* Written problem *
In the Oklahoma prisons text below, switch "stories" to "articles" and write out the passage from "To Patton’s credit, in" to "at the seams." with that change.

* Source excerpt *
** BEGIN **

Police announced Desmond La’don Campbell, was in a coma after crashing his car, possibly as he was leaving a home where another victim was attacked. Campbell had been discharged from the Cimarron Correctional Facility on April 21. The Tulsa sexual assaults Campbell was suspected of committing began in June. (He later died as a result of the car crash.)

I made a records request and quickly discovered that Campbell had been released early under a policy of “recalculated” earned credits. DOC claimed this was not a new policy, but all of a sudden, 700 inmates were released in April.

The following week, the Board of Corrections met at Cimarron Correctional Facility. I tried to talk to Patton about the issue after the meeting, but he kind of ran away from me. His spokesman said it was because he’d just had dental work and it was painful to talk, which I certainly understand.

The board’s chairman, Kevin Gross, chatted with me instead. 

To Patton’s credit, in all the tough stories we did, I don’t ever recall him calling my editors to complain or visiting the publisher to ask us to be nicer.

When I saw Patton at a prison in Boley earlier this year, he was very friendly and eager to chat about JRI, the state’s long, often-derailed attempt at prison reform.

Turned out, many of the provisions of the Justice Reinvestment Initiative had not been funded or implemented and it appeared that warnings about inaction came true: Our state’s prisons were bursting at the seams.

This was actually the story I was trying to tell when I made that interview request earlier in the year, and it’s one I’ve written about many times since I transitioned back to news coverage in 2011.

One of the first major projects I worked on in 2011 was a massive collaboration examining Oklahoma’s highest-in-the-nation female incarceration rate, Women in Prison.

Since that series ran in 2011, the state has passed numerous laws and issued several studies, many women featured in the articles were released from prison, two directors have departed the Oklahoma Department of Corrections, but one thing hasn’t changed: We’re still No. 1 per capita when it comes to sending women to prison.

** END **

* Material provided *

** BEGIN **

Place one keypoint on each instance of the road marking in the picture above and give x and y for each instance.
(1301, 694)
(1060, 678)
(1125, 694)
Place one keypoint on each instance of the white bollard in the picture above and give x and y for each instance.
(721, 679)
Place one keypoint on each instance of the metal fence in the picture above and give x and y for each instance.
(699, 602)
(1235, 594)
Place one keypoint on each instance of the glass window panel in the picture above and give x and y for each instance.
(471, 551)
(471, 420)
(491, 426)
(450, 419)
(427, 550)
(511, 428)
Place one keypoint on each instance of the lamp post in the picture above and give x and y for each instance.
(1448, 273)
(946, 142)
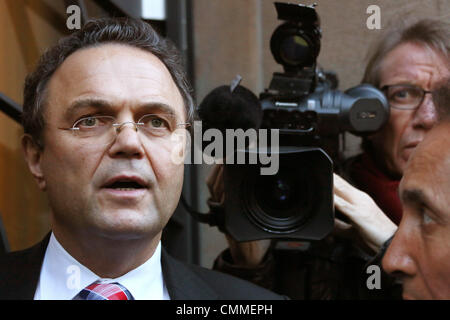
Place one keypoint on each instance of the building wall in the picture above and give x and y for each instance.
(27, 28)
(232, 37)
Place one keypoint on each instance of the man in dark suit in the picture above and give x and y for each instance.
(104, 115)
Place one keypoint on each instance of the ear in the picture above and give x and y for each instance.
(33, 156)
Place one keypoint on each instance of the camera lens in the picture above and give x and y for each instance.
(294, 50)
(280, 202)
(277, 194)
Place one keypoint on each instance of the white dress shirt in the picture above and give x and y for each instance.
(62, 277)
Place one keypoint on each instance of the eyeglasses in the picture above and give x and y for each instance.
(404, 96)
(102, 130)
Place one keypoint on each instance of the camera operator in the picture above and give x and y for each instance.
(407, 63)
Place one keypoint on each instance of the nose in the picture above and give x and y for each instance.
(127, 142)
(398, 260)
(425, 116)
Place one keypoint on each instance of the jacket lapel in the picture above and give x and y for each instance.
(20, 271)
(183, 283)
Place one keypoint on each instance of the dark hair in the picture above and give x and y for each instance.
(441, 99)
(429, 33)
(132, 32)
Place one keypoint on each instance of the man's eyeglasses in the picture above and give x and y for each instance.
(404, 96)
(102, 130)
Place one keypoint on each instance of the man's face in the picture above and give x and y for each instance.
(419, 254)
(409, 64)
(83, 178)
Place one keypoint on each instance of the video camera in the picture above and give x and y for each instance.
(310, 114)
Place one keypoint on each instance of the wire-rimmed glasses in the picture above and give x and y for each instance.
(101, 130)
(404, 96)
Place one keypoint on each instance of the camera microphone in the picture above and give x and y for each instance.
(226, 107)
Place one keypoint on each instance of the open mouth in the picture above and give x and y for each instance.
(126, 184)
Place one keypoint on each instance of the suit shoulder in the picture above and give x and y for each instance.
(232, 288)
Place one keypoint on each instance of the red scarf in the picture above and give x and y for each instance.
(368, 177)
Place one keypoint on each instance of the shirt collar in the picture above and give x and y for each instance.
(62, 276)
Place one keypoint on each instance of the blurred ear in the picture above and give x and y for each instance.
(33, 155)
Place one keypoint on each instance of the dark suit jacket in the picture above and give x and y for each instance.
(19, 276)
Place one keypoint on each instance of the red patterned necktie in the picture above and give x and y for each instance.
(104, 291)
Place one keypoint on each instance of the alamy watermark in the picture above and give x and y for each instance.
(261, 145)
(373, 22)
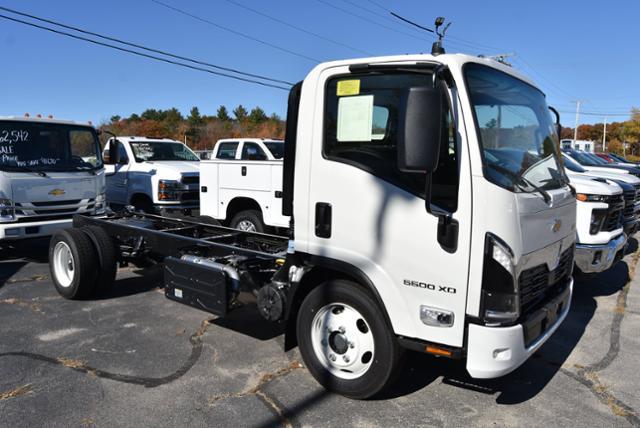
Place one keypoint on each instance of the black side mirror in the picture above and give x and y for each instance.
(420, 129)
(558, 126)
(114, 152)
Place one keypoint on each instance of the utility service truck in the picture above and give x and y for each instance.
(241, 185)
(154, 175)
(429, 211)
(49, 170)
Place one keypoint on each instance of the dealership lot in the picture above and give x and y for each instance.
(133, 358)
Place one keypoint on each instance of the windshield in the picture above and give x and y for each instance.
(517, 135)
(162, 151)
(572, 165)
(48, 147)
(276, 148)
(585, 159)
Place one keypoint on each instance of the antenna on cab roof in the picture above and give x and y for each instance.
(436, 48)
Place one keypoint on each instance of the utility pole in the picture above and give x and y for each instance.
(575, 131)
(604, 136)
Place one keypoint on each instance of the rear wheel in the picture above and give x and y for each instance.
(248, 221)
(107, 257)
(73, 263)
(345, 342)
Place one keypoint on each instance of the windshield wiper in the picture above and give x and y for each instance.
(520, 180)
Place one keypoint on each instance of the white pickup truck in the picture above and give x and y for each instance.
(241, 185)
(600, 236)
(49, 171)
(155, 175)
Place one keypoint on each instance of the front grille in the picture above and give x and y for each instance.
(48, 210)
(613, 217)
(537, 284)
(191, 179)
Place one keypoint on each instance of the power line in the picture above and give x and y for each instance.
(113, 39)
(295, 27)
(231, 30)
(370, 21)
(142, 54)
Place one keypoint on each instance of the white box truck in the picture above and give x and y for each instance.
(241, 186)
(49, 170)
(429, 211)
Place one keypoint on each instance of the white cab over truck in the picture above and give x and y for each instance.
(601, 239)
(429, 211)
(49, 171)
(155, 175)
(241, 185)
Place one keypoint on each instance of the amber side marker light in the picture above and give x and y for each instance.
(438, 351)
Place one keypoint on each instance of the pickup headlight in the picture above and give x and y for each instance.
(168, 190)
(100, 206)
(500, 302)
(583, 197)
(7, 210)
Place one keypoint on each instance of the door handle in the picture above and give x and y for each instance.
(323, 220)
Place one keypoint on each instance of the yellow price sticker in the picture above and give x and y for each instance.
(348, 87)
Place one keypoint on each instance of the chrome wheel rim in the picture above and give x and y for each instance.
(63, 264)
(342, 341)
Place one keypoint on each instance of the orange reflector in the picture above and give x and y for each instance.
(438, 351)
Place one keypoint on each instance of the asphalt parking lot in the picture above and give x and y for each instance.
(134, 358)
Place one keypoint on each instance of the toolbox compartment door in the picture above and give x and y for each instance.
(199, 286)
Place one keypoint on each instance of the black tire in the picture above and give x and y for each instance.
(107, 257)
(251, 216)
(386, 355)
(205, 219)
(81, 281)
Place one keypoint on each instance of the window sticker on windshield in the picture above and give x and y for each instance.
(348, 87)
(355, 118)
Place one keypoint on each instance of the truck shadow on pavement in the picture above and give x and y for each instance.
(420, 370)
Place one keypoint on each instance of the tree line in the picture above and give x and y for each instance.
(619, 135)
(199, 131)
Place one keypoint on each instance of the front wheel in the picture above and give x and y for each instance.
(345, 341)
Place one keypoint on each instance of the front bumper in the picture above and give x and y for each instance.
(36, 229)
(598, 258)
(497, 351)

** END **

* Written answer *
To Patton’s credit, in all the tough articles we did, I don’t ever recall him calling my editors to complain or visiting the publisher to ask us to be nicer.

When I saw Patton at a prison in Boley earlier this year, he was very friendly and eager to chat about JRI, the state’s long, often-derailed attempt at prison reform.

Turned out, many of the provisions of the Justice Reinvestment Initiative had not been funded or implemented and it appeared that warnings about inaction came true: Our state’s prisons were bursting at the seams.